What you need to do:
Copy the entries below and change every occurrence of "largest disc" to "largest circle", leaving everything else unchanged.

Location identification entries:
-------

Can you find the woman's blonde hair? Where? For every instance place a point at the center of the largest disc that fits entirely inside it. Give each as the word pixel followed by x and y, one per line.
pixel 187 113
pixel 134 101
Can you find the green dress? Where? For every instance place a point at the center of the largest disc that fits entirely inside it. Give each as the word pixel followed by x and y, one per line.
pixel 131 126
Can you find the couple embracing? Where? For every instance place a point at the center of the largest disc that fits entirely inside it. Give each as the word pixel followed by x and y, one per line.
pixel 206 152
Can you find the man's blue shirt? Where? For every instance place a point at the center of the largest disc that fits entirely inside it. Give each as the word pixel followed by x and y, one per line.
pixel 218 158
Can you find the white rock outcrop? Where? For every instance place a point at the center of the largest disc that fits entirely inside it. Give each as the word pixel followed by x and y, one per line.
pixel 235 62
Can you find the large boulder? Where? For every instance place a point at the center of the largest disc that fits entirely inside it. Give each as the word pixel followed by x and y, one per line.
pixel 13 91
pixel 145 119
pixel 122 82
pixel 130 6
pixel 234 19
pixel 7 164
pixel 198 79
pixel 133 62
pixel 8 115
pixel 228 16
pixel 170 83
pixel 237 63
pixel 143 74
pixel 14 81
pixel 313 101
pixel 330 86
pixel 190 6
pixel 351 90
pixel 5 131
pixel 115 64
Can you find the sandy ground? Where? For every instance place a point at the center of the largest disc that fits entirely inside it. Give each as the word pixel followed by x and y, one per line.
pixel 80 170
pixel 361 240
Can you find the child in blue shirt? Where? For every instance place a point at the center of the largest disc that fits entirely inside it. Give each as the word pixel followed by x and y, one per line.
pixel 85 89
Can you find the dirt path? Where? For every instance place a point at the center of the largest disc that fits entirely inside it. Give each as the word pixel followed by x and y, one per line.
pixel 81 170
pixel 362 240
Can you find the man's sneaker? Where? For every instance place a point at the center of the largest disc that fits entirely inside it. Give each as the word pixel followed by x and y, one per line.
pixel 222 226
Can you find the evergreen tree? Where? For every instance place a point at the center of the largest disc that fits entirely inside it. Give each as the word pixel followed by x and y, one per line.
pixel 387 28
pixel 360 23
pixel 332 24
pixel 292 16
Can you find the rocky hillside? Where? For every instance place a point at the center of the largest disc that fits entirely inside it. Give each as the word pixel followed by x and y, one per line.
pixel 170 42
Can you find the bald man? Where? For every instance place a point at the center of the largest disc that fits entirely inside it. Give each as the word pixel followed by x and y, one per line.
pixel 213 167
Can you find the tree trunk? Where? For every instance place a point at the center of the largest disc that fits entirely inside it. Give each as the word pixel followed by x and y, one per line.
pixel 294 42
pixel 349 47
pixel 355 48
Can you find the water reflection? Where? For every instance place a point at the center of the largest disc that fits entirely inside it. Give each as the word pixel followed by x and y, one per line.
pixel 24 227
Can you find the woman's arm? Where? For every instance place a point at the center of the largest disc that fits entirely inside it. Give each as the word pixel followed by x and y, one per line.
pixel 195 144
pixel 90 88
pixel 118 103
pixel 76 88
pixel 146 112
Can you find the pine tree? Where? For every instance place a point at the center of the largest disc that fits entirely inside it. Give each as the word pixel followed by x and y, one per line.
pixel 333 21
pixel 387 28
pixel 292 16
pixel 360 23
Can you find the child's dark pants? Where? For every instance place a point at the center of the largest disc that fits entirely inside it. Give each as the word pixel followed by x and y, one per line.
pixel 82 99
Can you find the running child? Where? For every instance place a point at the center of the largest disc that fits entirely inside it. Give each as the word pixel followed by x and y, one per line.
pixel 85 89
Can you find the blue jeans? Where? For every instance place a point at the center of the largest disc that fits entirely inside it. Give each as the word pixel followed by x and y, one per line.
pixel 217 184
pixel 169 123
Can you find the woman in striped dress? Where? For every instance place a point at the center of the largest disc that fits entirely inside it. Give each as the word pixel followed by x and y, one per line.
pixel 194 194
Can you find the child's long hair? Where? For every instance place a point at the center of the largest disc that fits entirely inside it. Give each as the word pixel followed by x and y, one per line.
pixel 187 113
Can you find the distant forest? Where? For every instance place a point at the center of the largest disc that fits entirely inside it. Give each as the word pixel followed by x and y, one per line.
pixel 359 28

-------

Answer for this exercise:
Can you find the woman's blonde hair? Where? For every instance place a point at the center of the largest circle that fits entirely inside it. Give each as the word pixel followed by x and y, one per line.
pixel 187 113
pixel 134 101
Can you find the green dress? Where? For every instance place a point at the center of the largest circle that fits entirely inside it. Give each as the word pixel followed by x and y, one per line.
pixel 131 126
Can you find the couple embracing? Where? For every instance place a point at the center of the largest circle that fits entirely inside it. Give each as the word pixel followed by x and y, one per line.
pixel 206 152
Can you find the man's blue shirt? Where? For every instance place a point at the center of the largest circle that fits entirely inside it. Give each as the word pixel followed by x and y, one per line.
pixel 218 158
Can you find the white rock outcrop? Where? For every instance place a point at the center of the largest circle that fits entirely inside it. Give each as the word pixel followed by x and y, one per line.
pixel 235 62
Can you find the large boulder? Where? For every instance place a point at the center of the largest circle that fits entirely inside it. Give each as the word pixel followed by x and y, one per line.
pixel 13 91
pixel 145 119
pixel 122 82
pixel 130 6
pixel 234 19
pixel 7 164
pixel 198 79
pixel 133 62
pixel 8 115
pixel 228 16
pixel 170 83
pixel 237 63
pixel 143 74
pixel 14 81
pixel 313 101
pixel 330 86
pixel 190 6
pixel 351 90
pixel 5 131
pixel 115 64
Can you find the sandy ground? Where? For every instance place a point at the center of the largest circle that fits entirely inside it. Give each as the word pixel followed by x and y, one per line.
pixel 80 170
pixel 361 240
Can you find the child in blue shirt? Where? For every instance place a point at the center of the largest circle that fits entirely inside it. Give each as the word pixel followed by x and y, one per line.
pixel 85 89
Can you find the dirt path? Where? For every instance place a point at the center of the largest circle that fits entirely inside it. Give each as the word pixel followed by x and y, one per line.
pixel 81 170
pixel 362 240
Can you find the man's sneaker? Where? For every instance place a point at the center of the largest circle that fits entirely inside it. Give each as the word pixel followed by x and y, one per line.
pixel 222 226
Can you find the evergreen tree? Where? For every instance place a point at the center of the largest circle that fits entirely inside it. Give each as the word pixel followed by x and y, one per line.
pixel 387 28
pixel 360 23
pixel 332 24
pixel 292 16
Can you find the rocky hillside? Where? For every instance place a point at the center of the largest circle that fits entirely inside it. Give each as the word pixel followed by x and y, one per line.
pixel 170 42
Can you find the bald man? Where? For every instance place a point at the center of the largest circle that fits entirely inside it. Give each as the word pixel followed by x and y, one per line.
pixel 213 167
Can you find the tree trunk? Where? For every instance place a point at the center of the largest circle that fits entirely inside it. Give each as the word pixel followed by x and y, one per line.
pixel 294 42
pixel 349 47
pixel 355 48
Can you find the water reflection? Where? For every instance place a point at the center of the largest circle that fits entirely inside it. Give each as the word pixel followed by x and y, one per line.
pixel 24 227
Can you find the woman's arm? Where? For every instance place a point at the center of the largest circle that fits entirely inside it. Give each as the word pixel followed by x and y, one per line.
pixel 195 144
pixel 90 88
pixel 118 103
pixel 76 88
pixel 146 112
Can you find the pine tree? Where? For every instance place a point at the center of the largest circle that fits entirely inside it. Give each as the word pixel followed by x and y, one per line.
pixel 333 21
pixel 387 28
pixel 292 16
pixel 360 23
Can you find the child's dark pants? Where? For every instance place a point at the center of the largest circle that fits entirely inside it. Give each as the word pixel followed by x and y, one per line.
pixel 82 99
Can you find the running child? Where? For every instance place a point at the center of the largest circle that fits entirely inside it. Give each as the word pixel followed by x and y, one per line.
pixel 85 89
Can you find the blue jeans? Where? For every instance place a point at the center of the largest circle that fits entirely inside it. Give each as the word pixel followed by x and y, one per line.
pixel 217 184
pixel 169 123
Can you find the woman in striped dress? Where? For every instance place a point at the center of the largest circle that fits entirely inside it. Give each as the word pixel followed by x and y, one per line.
pixel 194 194
Can you find the child's long hair? Where? For every instance place a point at the center of the largest circle that fits entirely inside it. Give each as the word pixel followed by x and y, one per line.
pixel 187 113
Can you find the distant forest? Where? For every instance place a point at the center of the largest circle that fits entirely inside it. Give each as the word pixel followed by x and y, one per line.
pixel 359 28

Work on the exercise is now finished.